Given data ->
○ ○ ○ ○
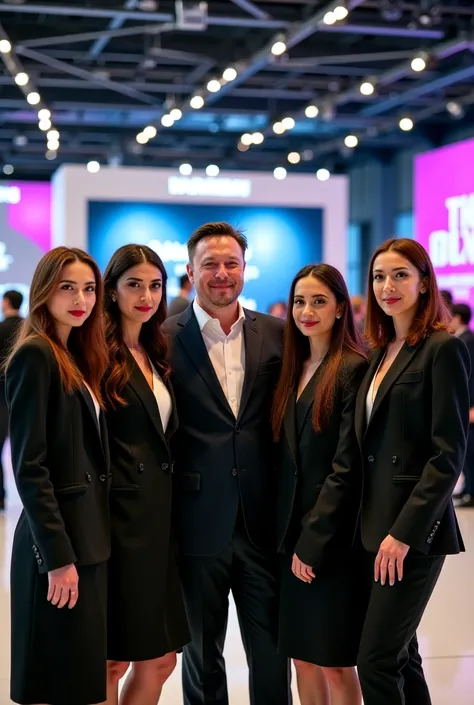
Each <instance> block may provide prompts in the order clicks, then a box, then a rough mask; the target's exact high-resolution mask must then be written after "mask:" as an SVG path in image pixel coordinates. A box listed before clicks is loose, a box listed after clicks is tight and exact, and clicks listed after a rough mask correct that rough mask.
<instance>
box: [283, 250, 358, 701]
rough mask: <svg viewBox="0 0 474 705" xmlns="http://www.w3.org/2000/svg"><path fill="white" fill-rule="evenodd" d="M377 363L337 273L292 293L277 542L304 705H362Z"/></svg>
mask: <svg viewBox="0 0 474 705" xmlns="http://www.w3.org/2000/svg"><path fill="white" fill-rule="evenodd" d="M366 369H367V362H366V360H365V358H364V356H363V353H362V352H361V345H360V341H359V339H358V334H357V331H356V327H355V323H354V318H353V314H352V309H351V305H350V299H349V294H348V291H347V287H346V285H345V282H344V279H343V278H342V276H341V274H340V273H339V272H338V270H337V269H335V268H334V267H331V266H330V265H327V264H319V265H316V266H313V265H309V266H307V267H304V268H303V269H302V270H301V271H300V272H299V273H298V274H297V275H296V277H295V279H294V281H293V283H292V285H291V291H290V298H289V304H288V318H287V322H286V328H285V344H284V352H283V364H282V371H281V376H280V380H279V383H278V387H277V390H276V394H275V399H274V405H273V431H274V436H275V439H276V440H277V441H279V444H280V454H279V457H280V466H279V476H278V480H279V482H278V504H277V536H278V543H279V551H280V553H281V554H282V574H281V596H280V603H281V606H280V633H279V649H280V651H281V653H283V654H285V655H286V656H288V657H290V658H292V659H293V661H294V664H295V667H296V673H297V679H298V691H299V697H300V702H301V705H316V704H317V705H329V703H333V704H337V705H360V702H361V695H360V687H359V683H358V680H357V675H356V673H355V668H354V666H355V663H356V658H357V650H358V646H359V639H360V633H361V629H362V624H363V619H364V615H365V605H366V592H367V591H366V590H364V586H363V584H362V583H361V581H360V580H359V578H358V575H357V571H355V565H356V562H355V555H356V552H355V549H353V547H352V544H353V537H354V533H355V523H356V516H357V509H358V501H359V497H360V479H359V478H358V477H357V475H356V474H355V473H353V472H351V471H352V470H353V469H354V462H357V452H356V448H357V443H356V439H355V435H354V406H355V396H356V393H357V390H358V387H359V384H360V382H361V380H362V378H363V376H364V374H365V372H366Z"/></svg>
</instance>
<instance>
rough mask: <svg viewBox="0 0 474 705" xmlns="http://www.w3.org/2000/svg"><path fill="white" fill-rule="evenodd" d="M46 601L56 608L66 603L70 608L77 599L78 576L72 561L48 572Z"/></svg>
mask: <svg viewBox="0 0 474 705" xmlns="http://www.w3.org/2000/svg"><path fill="white" fill-rule="evenodd" d="M48 578H49V590H48V602H51V604H52V605H54V606H55V607H57V608H58V609H62V608H63V607H65V606H66V605H67V606H68V607H69V609H70V610H72V608H73V607H75V605H76V603H77V600H78V599H79V576H78V574H77V569H76V566H75V565H74V563H71V564H70V565H65V566H63V567H62V568H57V569H56V570H50V571H49V573H48Z"/></svg>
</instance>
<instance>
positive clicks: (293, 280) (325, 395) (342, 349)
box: [272, 264, 365, 440]
mask: <svg viewBox="0 0 474 705" xmlns="http://www.w3.org/2000/svg"><path fill="white" fill-rule="evenodd" d="M305 277H314V279H317V280H319V281H320V282H322V283H323V284H324V285H325V286H327V287H328V289H329V290H330V291H331V292H332V293H333V294H334V296H335V298H336V302H337V303H338V304H342V311H341V317H340V318H339V319H336V321H335V323H334V326H333V329H332V332H331V342H330V346H329V351H328V354H327V361H326V362H325V364H324V366H323V368H322V369H321V376H320V378H319V380H318V384H317V387H316V391H315V398H314V403H313V428H314V430H315V431H321V430H322V429H323V428H324V426H325V425H326V424H327V422H328V420H329V418H330V416H331V413H332V411H333V407H334V396H335V392H336V385H337V383H338V375H339V372H340V369H341V365H342V361H343V355H344V353H345V352H352V353H355V354H357V355H360V356H361V357H362V358H364V357H365V355H364V353H363V348H362V344H361V341H360V336H359V333H358V331H357V328H356V325H355V322H354V315H353V312H352V307H351V302H350V298H349V292H348V291H347V286H346V283H345V281H344V278H343V276H342V274H341V273H340V272H339V270H337V269H336V268H335V267H333V266H331V265H330V264H317V265H312V264H309V265H307V266H306V267H303V269H301V270H300V271H299V272H298V274H297V275H296V277H295V278H294V279H293V282H292V284H291V288H290V296H289V299H288V314H287V318H286V325H285V333H284V346H283V364H282V369H281V374H280V379H279V381H278V385H277V388H276V392H275V396H274V400H273V409H272V429H273V436H274V438H275V440H279V438H280V435H281V427H282V424H283V419H284V417H285V412H286V408H287V406H288V402H289V400H290V397H291V395H292V393H293V391H294V390H295V389H297V387H298V383H299V380H300V378H301V375H302V372H303V365H304V362H305V361H306V360H307V359H308V358H309V356H310V352H311V351H310V342H309V338H308V337H307V336H305V335H303V334H302V333H301V331H299V330H298V328H297V326H296V323H295V321H294V318H293V300H294V296H295V289H296V285H297V283H298V282H299V281H300V279H304V278H305Z"/></svg>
○ ○ ○ ○
Required work -> What is needed is every record above printed exactly, with no pictures.

Solution to this exercise ->
Each <instance> block may provide prompts in the order clicks, then a box, then a rough mask; the target's exact high-resolution mask must then be written after "mask:" as an SVG path in image pixel coordinates. A box listed before clicks is loose, a box listed after clicks is tight and exact, and clicks listed after a rough mask correct that rough mask.
<instance>
box: [283, 250, 358, 701]
rough mask: <svg viewBox="0 0 474 705" xmlns="http://www.w3.org/2000/svg"><path fill="white" fill-rule="evenodd" d="M377 363L337 273L292 293L277 542L304 705H362Z"/></svg>
mask: <svg viewBox="0 0 474 705" xmlns="http://www.w3.org/2000/svg"><path fill="white" fill-rule="evenodd" d="M366 369H367V362H366V360H365V358H364V356H363V353H362V352H361V345H360V341H359V339H358V334H357V331H356V327H355V323H354V318H353V314H352V309H351V305H350V299H349V294H348V291H347V287H346V285H345V282H344V279H343V278H342V276H341V274H340V273H339V272H338V270H337V269H335V268H334V267H331V266H330V265H327V264H319V265H316V266H313V265H309V266H307V267H304V268H303V269H302V270H301V271H300V272H299V273H298V274H297V275H296V277H295V279H294V281H293V283H292V285H291V291H290V298H289V304H288V318H287V322H286V328H285V344H284V352H283V364H282V371H281V376H280V380H279V383H278V387H277V390H276V394H275V399H274V405H273V431H274V436H275V439H276V440H277V441H279V444H280V454H279V457H280V466H279V476H278V480H279V482H278V504H277V536H278V543H279V551H280V553H281V554H282V574H281V596H280V603H281V606H280V633H279V649H280V651H281V653H283V654H285V655H286V656H288V657H290V658H292V659H293V661H294V664H295V667H296V673H297V679H298V691H299V697H300V702H301V705H316V704H317V705H329V703H333V704H337V705H360V702H361V695H360V687H359V683H358V680H357V675H356V673H355V668H354V666H355V663H356V658H357V650H358V646H359V639H360V633H361V629H362V624H363V619H364V615H365V605H366V592H367V591H366V590H364V586H363V584H362V583H361V581H360V580H359V578H358V575H357V571H355V565H356V562H355V555H356V552H355V549H353V547H352V544H353V537H354V533H355V523H356V516H357V509H358V501H359V497H360V479H359V478H358V477H357V475H356V474H355V473H353V472H351V471H352V470H353V469H354V462H357V452H356V448H357V443H356V439H355V435H354V406H355V396H356V393H357V390H358V387H359V384H360V382H361V380H362V378H363V376H364V374H365V372H366Z"/></svg>
</instance>
<instance>
rough mask: <svg viewBox="0 0 474 705" xmlns="http://www.w3.org/2000/svg"><path fill="white" fill-rule="evenodd" d="M46 601L56 608L66 603L70 608L77 599L78 576L72 561L48 572Z"/></svg>
mask: <svg viewBox="0 0 474 705" xmlns="http://www.w3.org/2000/svg"><path fill="white" fill-rule="evenodd" d="M48 578H49V590H48V602H51V604H52V605H54V606H55V607H57V608H58V609H62V608H63V607H65V606H66V605H67V606H68V607H69V609H70V610H72V608H73V607H75V605H76V603H77V600H78V599H79V576H78V574H77V569H76V566H75V565H74V563H71V564H70V565H65V566H63V567H62V568H57V569H56V570H50V571H49V573H48Z"/></svg>
</instance>
<instance>
positive clicks: (293, 280) (325, 395) (342, 349)
box: [272, 264, 365, 440]
mask: <svg viewBox="0 0 474 705" xmlns="http://www.w3.org/2000/svg"><path fill="white" fill-rule="evenodd" d="M305 277H314V279H317V280H319V281H320V282H322V283H323V284H324V285H325V286H327V287H328V289H329V290H330V291H331V292H332V293H333V294H334V296H335V298H336V302H337V303H338V304H342V311H341V317H340V318H339V319H336V321H335V323H334V326H333V329H332V332H331V342H330V346H329V351H328V354H327V361H326V362H325V364H324V366H323V368H322V369H321V376H320V378H319V380H318V384H317V387H316V391H315V398H314V403H313V428H314V430H315V431H321V430H322V429H323V428H324V426H325V425H326V424H327V422H328V420H329V418H330V416H331V413H332V411H333V407H334V396H335V392H336V385H337V383H338V375H339V372H340V369H341V365H342V361H343V355H344V353H345V352H352V353H355V354H357V355H360V356H361V357H362V358H364V357H365V355H364V353H363V348H362V344H361V341H360V336H359V333H358V331H357V328H356V325H355V322H354V315H353V312H352V307H351V302H350V298H349V292H348V291H347V286H346V283H345V281H344V278H343V276H342V274H341V273H340V272H339V270H337V269H336V268H335V267H333V266H331V265H330V264H317V265H312V264H309V265H307V266H306V267H303V269H301V270H300V271H299V272H298V274H297V275H296V277H295V278H294V279H293V282H292V284H291V288H290V296H289V299H288V314H287V318H286V325H285V333H284V346H283V364H282V369H281V374H280V379H279V381H278V385H277V388H276V392H275V396H274V400H273V409H272V429H273V436H274V438H275V440H279V438H280V435H281V427H282V424H283V419H284V417H285V412H286V408H287V406H288V402H289V400H290V397H291V395H292V393H293V391H294V390H295V389H297V387H298V383H299V380H300V378H301V375H302V372H303V365H304V362H305V361H306V360H307V359H308V358H309V356H310V352H311V351H310V342H309V338H308V337H307V336H305V335H303V334H302V333H301V331H299V330H298V328H297V326H296V323H295V321H294V318H293V300H294V296H295V289H296V285H297V283H298V282H299V281H300V279H304V278H305Z"/></svg>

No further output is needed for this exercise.